▶ The data:

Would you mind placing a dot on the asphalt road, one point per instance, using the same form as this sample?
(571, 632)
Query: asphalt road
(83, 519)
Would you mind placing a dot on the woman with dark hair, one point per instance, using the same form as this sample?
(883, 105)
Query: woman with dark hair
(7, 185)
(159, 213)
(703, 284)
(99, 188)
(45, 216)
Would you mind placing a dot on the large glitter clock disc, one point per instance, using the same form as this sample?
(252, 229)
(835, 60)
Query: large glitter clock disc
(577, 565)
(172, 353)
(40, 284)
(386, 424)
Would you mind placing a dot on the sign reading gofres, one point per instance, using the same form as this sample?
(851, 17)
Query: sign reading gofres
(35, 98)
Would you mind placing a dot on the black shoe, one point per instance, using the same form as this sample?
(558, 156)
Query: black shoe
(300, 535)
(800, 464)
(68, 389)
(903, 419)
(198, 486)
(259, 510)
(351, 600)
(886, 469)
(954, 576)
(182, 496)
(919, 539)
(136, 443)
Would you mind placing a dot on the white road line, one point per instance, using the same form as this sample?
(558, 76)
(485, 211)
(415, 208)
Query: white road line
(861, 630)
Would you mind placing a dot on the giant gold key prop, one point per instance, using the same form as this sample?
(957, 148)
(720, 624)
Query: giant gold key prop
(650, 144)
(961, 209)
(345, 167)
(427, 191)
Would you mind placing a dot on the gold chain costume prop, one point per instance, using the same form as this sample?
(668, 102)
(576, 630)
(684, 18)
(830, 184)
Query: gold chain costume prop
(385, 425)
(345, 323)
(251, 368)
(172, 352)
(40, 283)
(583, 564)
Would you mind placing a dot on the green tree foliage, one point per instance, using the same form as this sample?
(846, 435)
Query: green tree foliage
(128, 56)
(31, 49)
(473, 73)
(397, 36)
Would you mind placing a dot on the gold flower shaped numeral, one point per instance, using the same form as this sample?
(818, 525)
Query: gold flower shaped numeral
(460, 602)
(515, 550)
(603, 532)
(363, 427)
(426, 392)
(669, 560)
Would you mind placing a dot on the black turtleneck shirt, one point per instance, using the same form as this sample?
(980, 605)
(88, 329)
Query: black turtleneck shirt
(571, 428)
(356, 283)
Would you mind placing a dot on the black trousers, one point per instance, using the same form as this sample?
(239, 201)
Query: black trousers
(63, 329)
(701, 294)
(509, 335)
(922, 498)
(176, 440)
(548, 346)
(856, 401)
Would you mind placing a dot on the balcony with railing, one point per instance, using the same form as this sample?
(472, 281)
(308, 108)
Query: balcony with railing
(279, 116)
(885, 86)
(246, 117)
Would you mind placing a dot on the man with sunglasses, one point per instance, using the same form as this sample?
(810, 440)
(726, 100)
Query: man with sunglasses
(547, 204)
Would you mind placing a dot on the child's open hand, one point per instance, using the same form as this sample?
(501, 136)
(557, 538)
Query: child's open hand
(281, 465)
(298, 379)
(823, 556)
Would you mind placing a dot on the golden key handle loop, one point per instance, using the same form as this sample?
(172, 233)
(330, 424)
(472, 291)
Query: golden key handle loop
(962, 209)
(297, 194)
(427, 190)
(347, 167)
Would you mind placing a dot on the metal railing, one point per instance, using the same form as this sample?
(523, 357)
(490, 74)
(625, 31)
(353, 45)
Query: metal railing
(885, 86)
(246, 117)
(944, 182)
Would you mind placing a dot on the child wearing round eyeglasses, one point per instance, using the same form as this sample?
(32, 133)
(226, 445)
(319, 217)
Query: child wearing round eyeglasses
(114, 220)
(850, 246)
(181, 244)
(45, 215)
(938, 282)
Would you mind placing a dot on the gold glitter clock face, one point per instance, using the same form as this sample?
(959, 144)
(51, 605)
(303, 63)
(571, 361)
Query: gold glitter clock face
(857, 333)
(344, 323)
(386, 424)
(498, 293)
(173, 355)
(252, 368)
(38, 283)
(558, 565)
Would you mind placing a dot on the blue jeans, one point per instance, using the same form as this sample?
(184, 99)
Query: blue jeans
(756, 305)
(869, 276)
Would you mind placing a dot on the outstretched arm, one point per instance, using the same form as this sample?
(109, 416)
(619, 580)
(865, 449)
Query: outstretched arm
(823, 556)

▶ Exercise brief: Exactly reproduce the lines of the data above that run from the line containing "Would you mind placing a dot on the outstretched" through the final one.

▶ Expected output:
Would you mind placing a dot on the outstretched arm, one point per instance, using the same form as this sample?
(109, 416)
(619, 580)
(865, 449)
Query: outstretched arm
(823, 556)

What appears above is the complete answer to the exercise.